PAGE EXCERPT ▸
========================================

Is Drug Addiction a Disability?
- November 13, 2020
Drugs, such as heroin, cocaine, meth, and prescription pills, have destroyed the lives of millions of Americans. The abuse of any of these or other drugs can quickly lead to addiction, which is notoriously difficult to break free from. It is no secret that the United States has continually faced exceptionally high rates of drug addiction and overdose. In 2019 alone, approximately 72,000 people died of drug overdoses. Two-thirds of those deaths involved opioids like heroin and prescription painkillers. Rates of treatment admissions still fall below 25% despite outreach and accessibility. There is no doubt that in the United States, drug addiction is still something that has a grip on millions of people.
And while all these people are going through the same thing, there is still a huge misconception and stigma surrounding addiction. Some people continue to think that addiction is the result of a choice, despite science showing that addiction is a progressive disease of the brain. Others are educated on addiction as a disease, while some have minimal knowledge about it at all. Because of these differences, it is common for some people to think that addiction is something that it is not, such as a disability.

========================================

EXPLORE THE MATERIAL ▸
a – Translate this sentence from the drug addiction article into Spanish: "In 2019 alone, approximately 72,000 people died of drug overdoses."
b – Reproduce verbatim the part of the drug addiction article that opens with the words containing "Is Drug Addiction" and closes with "millions of people.".

DATASET ENTRIES ▸
========================================

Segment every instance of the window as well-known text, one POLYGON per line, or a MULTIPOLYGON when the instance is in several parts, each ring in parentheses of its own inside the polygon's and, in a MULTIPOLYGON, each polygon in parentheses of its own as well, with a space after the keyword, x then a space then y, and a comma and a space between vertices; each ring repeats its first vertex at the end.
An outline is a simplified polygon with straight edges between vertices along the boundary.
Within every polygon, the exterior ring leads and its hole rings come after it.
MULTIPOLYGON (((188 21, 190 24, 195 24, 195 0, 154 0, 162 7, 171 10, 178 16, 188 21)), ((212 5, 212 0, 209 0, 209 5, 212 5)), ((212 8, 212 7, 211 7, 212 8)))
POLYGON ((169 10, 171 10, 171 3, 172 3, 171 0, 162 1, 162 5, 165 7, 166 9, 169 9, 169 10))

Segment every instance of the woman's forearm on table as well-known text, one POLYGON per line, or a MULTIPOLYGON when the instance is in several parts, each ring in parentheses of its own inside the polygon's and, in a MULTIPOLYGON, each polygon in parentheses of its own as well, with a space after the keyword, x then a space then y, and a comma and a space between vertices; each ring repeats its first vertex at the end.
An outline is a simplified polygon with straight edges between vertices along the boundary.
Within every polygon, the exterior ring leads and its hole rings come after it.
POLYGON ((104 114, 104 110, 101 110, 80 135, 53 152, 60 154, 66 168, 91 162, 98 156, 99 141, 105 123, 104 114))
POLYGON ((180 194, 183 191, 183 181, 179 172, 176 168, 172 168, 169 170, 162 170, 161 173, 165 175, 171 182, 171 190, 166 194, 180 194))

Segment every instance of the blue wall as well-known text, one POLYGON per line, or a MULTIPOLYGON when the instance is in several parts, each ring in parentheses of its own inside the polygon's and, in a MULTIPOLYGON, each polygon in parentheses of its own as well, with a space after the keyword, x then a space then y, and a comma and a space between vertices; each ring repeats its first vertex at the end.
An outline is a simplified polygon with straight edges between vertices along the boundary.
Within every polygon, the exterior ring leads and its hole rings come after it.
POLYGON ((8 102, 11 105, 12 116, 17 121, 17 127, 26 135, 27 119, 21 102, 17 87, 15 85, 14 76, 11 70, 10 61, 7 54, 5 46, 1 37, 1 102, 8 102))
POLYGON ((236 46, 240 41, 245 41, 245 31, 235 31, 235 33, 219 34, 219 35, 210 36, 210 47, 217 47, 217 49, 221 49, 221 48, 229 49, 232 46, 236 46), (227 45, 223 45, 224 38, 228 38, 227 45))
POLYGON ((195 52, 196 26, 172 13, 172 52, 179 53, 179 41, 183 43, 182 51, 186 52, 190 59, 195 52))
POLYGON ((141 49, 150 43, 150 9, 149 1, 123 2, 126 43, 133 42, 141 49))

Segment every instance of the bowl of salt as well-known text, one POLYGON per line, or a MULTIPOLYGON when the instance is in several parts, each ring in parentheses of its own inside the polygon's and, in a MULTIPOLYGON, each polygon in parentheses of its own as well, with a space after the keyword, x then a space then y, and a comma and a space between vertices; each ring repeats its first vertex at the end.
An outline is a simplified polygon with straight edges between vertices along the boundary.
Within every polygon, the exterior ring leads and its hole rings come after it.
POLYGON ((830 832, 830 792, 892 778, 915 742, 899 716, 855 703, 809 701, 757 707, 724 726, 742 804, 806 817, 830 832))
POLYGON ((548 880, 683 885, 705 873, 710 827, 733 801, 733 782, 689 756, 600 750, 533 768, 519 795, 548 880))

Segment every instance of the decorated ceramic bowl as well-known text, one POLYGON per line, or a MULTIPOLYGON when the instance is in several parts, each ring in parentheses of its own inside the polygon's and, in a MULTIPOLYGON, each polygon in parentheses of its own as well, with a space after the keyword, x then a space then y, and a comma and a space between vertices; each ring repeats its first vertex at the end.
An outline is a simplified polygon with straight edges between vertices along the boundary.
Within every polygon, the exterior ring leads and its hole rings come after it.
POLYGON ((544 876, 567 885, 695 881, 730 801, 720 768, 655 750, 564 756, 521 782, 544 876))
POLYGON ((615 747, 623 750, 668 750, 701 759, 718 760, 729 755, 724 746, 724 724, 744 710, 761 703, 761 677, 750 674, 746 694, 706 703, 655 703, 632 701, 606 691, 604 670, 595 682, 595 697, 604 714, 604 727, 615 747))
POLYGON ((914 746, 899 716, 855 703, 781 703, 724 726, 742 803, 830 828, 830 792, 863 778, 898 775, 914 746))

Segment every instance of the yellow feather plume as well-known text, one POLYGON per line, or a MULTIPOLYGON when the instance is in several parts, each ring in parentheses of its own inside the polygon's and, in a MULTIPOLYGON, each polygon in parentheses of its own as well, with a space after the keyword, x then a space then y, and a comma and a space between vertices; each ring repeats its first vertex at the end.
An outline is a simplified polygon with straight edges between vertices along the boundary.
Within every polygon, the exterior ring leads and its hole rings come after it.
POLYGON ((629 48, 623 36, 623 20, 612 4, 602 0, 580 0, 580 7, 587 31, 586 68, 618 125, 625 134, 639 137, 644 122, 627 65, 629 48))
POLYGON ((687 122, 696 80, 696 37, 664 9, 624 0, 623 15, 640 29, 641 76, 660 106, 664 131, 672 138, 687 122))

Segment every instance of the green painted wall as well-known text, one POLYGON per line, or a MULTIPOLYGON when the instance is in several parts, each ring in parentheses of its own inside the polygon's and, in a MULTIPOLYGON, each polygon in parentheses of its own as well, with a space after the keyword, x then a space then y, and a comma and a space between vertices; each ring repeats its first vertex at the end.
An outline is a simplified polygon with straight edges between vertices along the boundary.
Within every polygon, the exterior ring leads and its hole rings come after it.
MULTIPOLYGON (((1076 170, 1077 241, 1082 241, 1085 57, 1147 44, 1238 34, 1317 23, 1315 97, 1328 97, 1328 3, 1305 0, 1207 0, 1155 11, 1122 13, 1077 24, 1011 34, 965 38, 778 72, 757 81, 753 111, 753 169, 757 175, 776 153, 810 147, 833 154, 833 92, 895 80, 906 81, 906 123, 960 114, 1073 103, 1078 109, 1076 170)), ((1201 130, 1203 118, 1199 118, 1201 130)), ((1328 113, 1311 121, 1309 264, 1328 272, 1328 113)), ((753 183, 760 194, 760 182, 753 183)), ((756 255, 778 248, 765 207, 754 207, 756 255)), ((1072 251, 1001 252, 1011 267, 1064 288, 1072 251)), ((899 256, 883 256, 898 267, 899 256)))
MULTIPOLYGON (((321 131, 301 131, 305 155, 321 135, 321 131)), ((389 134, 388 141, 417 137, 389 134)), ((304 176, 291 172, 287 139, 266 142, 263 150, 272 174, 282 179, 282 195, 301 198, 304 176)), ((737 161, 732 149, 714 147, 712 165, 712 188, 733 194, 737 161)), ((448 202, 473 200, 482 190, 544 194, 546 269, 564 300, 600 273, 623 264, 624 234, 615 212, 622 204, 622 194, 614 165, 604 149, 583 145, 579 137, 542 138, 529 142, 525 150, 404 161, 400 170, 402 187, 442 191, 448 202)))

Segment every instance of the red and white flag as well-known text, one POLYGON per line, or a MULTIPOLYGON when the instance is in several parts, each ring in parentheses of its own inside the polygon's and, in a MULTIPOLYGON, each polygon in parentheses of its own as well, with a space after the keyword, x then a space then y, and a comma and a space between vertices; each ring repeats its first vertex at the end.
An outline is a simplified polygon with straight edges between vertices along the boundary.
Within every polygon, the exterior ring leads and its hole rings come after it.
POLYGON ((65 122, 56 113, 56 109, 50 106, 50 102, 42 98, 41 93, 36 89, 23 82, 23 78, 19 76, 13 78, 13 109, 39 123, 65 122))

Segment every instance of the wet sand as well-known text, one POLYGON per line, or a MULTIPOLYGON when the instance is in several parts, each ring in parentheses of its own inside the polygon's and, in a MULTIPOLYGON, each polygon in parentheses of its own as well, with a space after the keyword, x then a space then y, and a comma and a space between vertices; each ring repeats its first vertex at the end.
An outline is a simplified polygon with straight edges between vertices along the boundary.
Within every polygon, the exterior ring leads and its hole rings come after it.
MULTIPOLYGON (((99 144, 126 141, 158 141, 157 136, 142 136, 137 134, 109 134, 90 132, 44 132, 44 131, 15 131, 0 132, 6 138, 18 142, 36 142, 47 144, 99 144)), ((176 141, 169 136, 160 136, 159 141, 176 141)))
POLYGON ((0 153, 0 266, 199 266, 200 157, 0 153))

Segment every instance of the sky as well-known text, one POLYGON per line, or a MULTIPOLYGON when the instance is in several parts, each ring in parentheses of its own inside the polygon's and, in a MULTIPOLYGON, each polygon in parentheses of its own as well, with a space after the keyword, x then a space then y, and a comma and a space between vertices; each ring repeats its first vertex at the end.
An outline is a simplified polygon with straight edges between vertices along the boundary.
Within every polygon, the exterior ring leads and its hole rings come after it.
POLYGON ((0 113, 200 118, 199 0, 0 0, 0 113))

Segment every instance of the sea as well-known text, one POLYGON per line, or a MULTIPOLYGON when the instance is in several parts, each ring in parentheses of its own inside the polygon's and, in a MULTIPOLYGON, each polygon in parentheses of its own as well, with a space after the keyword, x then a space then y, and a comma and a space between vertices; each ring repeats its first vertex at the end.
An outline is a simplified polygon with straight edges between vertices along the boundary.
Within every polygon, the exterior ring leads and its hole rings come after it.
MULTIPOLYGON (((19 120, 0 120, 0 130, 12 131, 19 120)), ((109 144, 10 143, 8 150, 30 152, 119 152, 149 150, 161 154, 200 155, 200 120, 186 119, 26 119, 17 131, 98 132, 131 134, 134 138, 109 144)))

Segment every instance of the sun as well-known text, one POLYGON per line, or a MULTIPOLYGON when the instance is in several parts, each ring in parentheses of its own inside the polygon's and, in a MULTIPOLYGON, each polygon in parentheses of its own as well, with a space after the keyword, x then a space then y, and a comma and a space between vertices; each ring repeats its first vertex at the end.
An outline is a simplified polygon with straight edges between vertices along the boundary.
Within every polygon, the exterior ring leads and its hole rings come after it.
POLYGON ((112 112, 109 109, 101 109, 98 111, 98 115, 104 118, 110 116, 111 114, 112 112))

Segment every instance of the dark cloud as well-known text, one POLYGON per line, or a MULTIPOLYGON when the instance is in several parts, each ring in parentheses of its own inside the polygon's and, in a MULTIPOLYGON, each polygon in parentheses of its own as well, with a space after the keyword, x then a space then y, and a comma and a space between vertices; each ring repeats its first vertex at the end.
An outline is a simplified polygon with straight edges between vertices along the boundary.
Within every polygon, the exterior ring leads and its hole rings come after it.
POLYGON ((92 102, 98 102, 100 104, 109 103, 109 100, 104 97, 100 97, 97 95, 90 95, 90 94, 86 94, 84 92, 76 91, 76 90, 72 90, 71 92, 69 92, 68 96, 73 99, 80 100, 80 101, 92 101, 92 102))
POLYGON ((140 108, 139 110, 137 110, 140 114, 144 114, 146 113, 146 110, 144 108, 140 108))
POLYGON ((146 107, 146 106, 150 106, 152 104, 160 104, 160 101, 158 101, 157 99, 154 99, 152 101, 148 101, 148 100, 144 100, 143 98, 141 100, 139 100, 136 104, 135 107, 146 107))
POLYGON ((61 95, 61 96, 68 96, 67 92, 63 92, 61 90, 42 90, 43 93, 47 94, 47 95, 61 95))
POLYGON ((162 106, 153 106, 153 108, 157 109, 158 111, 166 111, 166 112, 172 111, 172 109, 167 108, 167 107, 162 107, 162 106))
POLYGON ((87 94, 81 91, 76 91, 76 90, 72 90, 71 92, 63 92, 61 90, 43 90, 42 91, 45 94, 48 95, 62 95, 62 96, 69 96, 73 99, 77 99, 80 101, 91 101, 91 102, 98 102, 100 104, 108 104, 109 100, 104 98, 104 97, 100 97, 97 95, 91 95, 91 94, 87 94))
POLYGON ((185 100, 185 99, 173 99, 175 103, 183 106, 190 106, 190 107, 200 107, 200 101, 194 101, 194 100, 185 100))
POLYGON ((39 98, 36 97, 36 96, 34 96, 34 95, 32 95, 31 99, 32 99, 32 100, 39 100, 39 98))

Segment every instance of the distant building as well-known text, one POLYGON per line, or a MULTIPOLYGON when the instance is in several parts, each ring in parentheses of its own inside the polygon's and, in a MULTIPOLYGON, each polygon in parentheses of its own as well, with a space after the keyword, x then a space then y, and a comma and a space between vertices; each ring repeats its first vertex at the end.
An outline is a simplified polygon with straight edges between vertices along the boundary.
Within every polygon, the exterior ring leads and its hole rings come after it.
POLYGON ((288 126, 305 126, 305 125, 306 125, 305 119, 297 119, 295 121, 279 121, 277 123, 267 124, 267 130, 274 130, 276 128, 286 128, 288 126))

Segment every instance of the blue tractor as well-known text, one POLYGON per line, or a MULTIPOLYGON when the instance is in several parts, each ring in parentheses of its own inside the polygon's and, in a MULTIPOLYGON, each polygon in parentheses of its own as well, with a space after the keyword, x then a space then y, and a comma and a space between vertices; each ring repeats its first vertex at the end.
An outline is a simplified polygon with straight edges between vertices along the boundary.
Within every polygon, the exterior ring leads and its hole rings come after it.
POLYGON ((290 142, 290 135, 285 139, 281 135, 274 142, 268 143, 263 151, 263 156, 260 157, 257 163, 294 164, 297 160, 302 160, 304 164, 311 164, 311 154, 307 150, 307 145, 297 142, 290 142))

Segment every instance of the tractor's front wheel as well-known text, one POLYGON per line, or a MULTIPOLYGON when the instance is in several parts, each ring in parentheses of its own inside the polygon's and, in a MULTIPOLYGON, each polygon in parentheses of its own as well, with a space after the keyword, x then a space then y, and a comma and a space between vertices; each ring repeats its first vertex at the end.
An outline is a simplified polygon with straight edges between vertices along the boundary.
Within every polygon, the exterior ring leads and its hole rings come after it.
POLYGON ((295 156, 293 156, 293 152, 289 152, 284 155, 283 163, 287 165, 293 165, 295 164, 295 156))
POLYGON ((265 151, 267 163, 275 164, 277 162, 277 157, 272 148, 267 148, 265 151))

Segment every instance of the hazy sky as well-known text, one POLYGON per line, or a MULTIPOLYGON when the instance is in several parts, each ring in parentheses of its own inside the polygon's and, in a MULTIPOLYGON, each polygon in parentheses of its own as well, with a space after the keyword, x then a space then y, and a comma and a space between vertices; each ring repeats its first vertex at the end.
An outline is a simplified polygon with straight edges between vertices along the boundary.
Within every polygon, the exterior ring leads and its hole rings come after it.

========================================

ANSWERS TO THE EXERCISE ▸
a – Solo en 2019, aproximadamente 72.000 personas murieron por sobredosis de drogas.

b –
Is Drug Addiction a Disability?
- November 13, 2020
Drugs, such as heroin, cocaine, meth, and prescription pills, have destroyed the lives of millions of Americans. The abuse of any of these or other drugs can quickly lead to addiction, which is notoriously difficult to break free from. It is no secret that the United States has continually faced exceptionally high rates of drug addiction and overdose. In 2019 alone, approximately 72,000 people died of drug overdoses. Two-thirds of those deaths involved opioids like heroin and prescription painkillers. Rates of treatment admissions still fall below 25% despite outreach and accessibility. There is no doubt that in the United States, drug addiction is still something that has a grip on millions of people.